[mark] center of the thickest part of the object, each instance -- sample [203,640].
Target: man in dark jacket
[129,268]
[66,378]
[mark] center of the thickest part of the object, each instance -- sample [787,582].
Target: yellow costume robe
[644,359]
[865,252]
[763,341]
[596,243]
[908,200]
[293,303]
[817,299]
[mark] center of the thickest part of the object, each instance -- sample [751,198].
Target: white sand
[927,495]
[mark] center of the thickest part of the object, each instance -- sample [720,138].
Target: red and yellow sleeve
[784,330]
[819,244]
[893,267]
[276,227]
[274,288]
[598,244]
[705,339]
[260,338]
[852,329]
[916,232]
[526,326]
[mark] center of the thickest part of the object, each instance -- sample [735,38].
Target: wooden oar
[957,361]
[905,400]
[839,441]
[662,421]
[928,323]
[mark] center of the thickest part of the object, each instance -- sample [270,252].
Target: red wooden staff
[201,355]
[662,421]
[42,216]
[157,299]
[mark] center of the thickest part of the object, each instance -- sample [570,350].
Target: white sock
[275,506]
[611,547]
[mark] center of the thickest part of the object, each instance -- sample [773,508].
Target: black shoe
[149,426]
◆ ◆ ◆
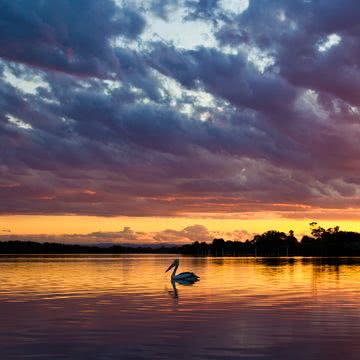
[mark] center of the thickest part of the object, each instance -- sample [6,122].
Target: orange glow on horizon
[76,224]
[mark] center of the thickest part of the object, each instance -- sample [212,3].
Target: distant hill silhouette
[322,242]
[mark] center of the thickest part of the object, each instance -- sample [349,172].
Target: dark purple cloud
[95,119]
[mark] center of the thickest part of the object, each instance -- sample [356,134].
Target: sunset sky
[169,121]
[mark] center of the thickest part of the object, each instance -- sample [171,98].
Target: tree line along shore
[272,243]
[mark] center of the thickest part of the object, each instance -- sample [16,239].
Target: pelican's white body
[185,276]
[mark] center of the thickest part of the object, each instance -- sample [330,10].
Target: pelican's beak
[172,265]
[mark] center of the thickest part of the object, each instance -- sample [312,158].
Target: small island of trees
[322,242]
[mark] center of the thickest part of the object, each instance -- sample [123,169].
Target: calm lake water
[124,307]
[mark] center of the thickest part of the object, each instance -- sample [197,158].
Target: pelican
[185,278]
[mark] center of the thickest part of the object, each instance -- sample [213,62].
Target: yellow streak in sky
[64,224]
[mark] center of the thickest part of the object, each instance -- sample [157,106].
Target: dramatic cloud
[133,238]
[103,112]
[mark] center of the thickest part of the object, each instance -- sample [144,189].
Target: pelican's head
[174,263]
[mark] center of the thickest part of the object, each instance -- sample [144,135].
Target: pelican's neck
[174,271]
◆ ◆ ◆
**Your task**
Pull out each line of the listing above that contains the word "cloud" and copy it in full.

**Solution below**
Target: dark purple cloud
Target: dramatic cloud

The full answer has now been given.